The expected output is the data below, character for character, without its pictures.
- - -
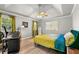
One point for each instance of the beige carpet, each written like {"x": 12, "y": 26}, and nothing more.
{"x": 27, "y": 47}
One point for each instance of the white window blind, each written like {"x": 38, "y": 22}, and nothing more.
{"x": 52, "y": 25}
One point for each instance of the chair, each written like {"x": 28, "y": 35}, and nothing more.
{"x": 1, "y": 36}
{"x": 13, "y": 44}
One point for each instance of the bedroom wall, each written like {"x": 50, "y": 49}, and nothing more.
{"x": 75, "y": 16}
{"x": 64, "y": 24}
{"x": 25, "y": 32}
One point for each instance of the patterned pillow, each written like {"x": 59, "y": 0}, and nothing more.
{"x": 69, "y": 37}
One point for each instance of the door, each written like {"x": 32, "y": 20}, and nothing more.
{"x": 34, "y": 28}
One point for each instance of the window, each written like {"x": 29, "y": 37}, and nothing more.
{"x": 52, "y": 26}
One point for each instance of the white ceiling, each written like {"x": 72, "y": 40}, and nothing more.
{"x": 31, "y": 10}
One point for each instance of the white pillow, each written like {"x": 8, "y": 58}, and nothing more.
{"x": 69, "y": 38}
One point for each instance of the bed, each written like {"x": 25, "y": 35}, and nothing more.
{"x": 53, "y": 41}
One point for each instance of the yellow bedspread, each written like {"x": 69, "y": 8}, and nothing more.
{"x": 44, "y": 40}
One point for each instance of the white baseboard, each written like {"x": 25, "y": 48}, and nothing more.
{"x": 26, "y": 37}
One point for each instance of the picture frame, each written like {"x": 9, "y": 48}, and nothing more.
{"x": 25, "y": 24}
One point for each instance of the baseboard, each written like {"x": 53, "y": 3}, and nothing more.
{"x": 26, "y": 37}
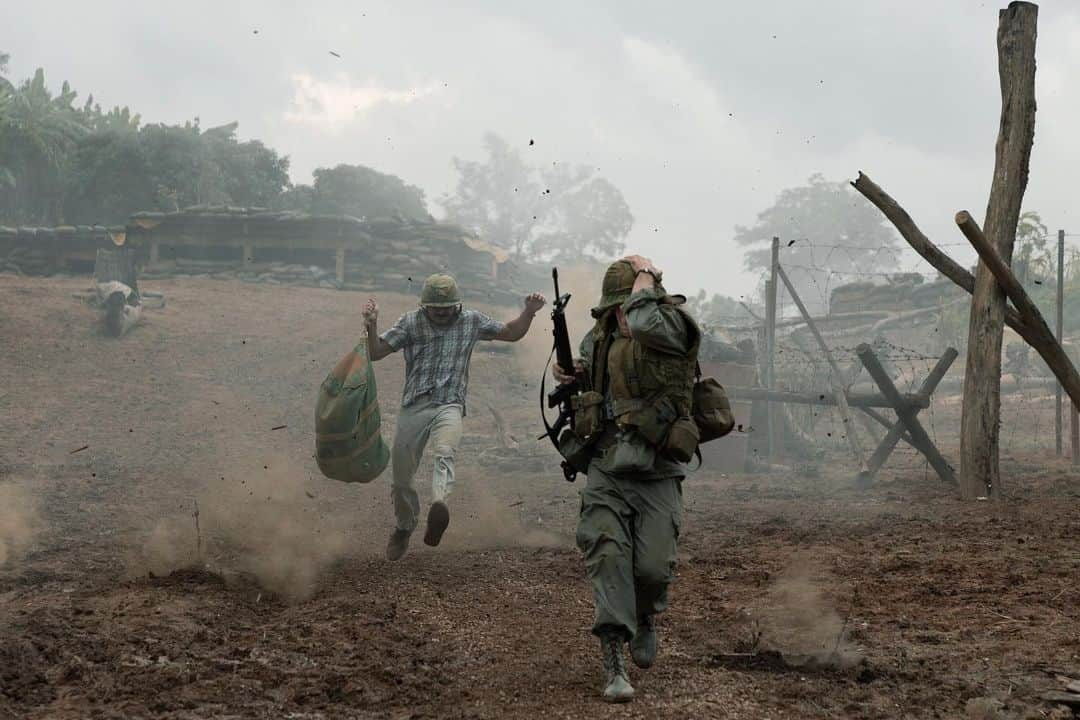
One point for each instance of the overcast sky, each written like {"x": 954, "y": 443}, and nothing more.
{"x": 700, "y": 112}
- - -
WRITTEN ANSWER:
One point for each instance of the beige carpet, each written like {"x": 12, "y": 26}, and nothing more.
{"x": 27, "y": 47}
One point for each instance of the white window blind, each written like {"x": 38, "y": 22}, and nothing more.
{"x": 52, "y": 25}
One point for each instance of the chair, each written like {"x": 28, "y": 35}, and nothing more.
{"x": 1, "y": 36}
{"x": 13, "y": 44}
One point for each instance of the bedroom wall, each written like {"x": 50, "y": 49}, and nothing more.
{"x": 75, "y": 16}
{"x": 64, "y": 24}
{"x": 25, "y": 32}
One point for each instance of the patterned pillow, each written like {"x": 59, "y": 0}, and nothing more.
{"x": 69, "y": 37}
One point for each instance of the door, each written like {"x": 32, "y": 20}, and nothing more.
{"x": 34, "y": 28}
One point for each instance of the window, each written like {"x": 29, "y": 37}, and nothing more.
{"x": 52, "y": 26}
One point for each instance of the white ceiling, each written like {"x": 72, "y": 40}, and nothing more.
{"x": 31, "y": 10}
One point for each instance of the white pillow, each written like {"x": 8, "y": 58}, and nothing more.
{"x": 69, "y": 38}
One point for each instance of the bed, each written like {"x": 25, "y": 35}, and nothing more.
{"x": 53, "y": 41}
One point for each instance of the yellow bedspread, each written like {"x": 69, "y": 8}, and nothing more.
{"x": 44, "y": 40}
One point for each instance of the white baseboard, each written like {"x": 25, "y": 48}, and nothing more.
{"x": 26, "y": 37}
One point for each instance of the picture frame, each written like {"x": 9, "y": 48}, and nothing more.
{"x": 25, "y": 24}
One point for each instance of the baseboard, each written like {"x": 53, "y": 3}, and nothing more.
{"x": 26, "y": 37}
One point for each instance of the overcast sky, each written like {"x": 954, "y": 443}, and nothing more.
{"x": 700, "y": 112}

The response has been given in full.